### Tantangan
1. Menurut teks tentang Li Keqiang, dari universitas mana ia memperoleh gelar sarjana hukum?
2. Tolong tuliskan kembali tanpa perubahan bagian teks tentang Li Keqiang, dimulai dari "Ia menunjukkan kecenderungan" dan diakhiri dengan "di provinsi Henan.".

### Teks Ekstraksi
↓

BEIJING - Mantan Perdana Menteri Tiongkok Li Keqiang meninggal dunia setelah menderita serangan jantung pada usia 68 tahun, media pemerintah melaporkan, Jumat (27/10).

Sebagai seorang birokrat yang berpikiran reformis, Li pernah disebut-sebut sebagai pemimpin masa depan negara tersebut, namun dikalahkan oleh Presiden Xi Jinping yang pernah menjabat sebagai perdana menteri selama 10 tahun.

Kantor berita Xinhua mengatakan, Li tiba-tiba mengalami serangan jantung pada Kamis (26/10), dan meninggal pada Jumat dini hari di Shanghai, tempat dia beristirahat.

Selama menjabat sebagai perdana menteri, Li mengembangkan citra sebagai aparatur yang lebih modern dibandingkan rekan-rekannya yang kaku.

Sebagai seorang birokrat karir yang fasih berbahasa Inggris, ia telah menyuarakan dukungan untuk reformasi ekonomi selama masa jabatannya.

Ia menunjukkan kecenderungan liberal di masa mudanya, namun tetap mengikuti garis partai selama beberapa dekade. Reputasinya dirusak oleh penanganannya terhadap epidemi HIV/AIDS yang berasal dari program donor darah yang tercemar ketika ia menjadi ketua partai di provinsi Henan.

Pihak berwenang setempat menanggapinya dengan tindakan keras terhadap aktivis dan media dibandingkan memberikan tanggung jawab kepada pejabat yang terlibat, dan di tingkat nasional serangkaian skandal kesehatan juga terjadi di bawah pengawasannya.

Li, putra seorang pejabat partai kecil di provinsi Anhui yang miskin di Tiongkok timur, dikirim ke pedesaan untuk bekerja sebagai buruh kasar selama Revolusi Kebudayaan Tiongkok yang penuh gejolak.

Dia melanjutkan pendidikan untuk mendapatkan gelar sarjana hukum dari Universitas Peking. Teman-teman sekelasnya mengatakan dia menganut teori politik Barat dan liberal, menerjemahkan sebuah buku tentang hukum yang ditulis oleh seorang hakim Inggris.

↑

### Baris Data
↓

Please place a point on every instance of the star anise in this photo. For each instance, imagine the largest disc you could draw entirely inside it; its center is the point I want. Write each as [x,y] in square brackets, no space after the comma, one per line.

↑

### Hasil Tiap Tugas
1. Universitas Peking.

2.
Ia menunjukkan kecenderungan liberal di masa mudanya, namun tetap mengikuti garis partai selama beberapa dekade. Reputasinya dirusak oleh penanganannya terhadap epidemi HIV/AIDS yang berasal dari program donor darah yang tercemar ketika ia menjadi ketua partai di provinsi Henan.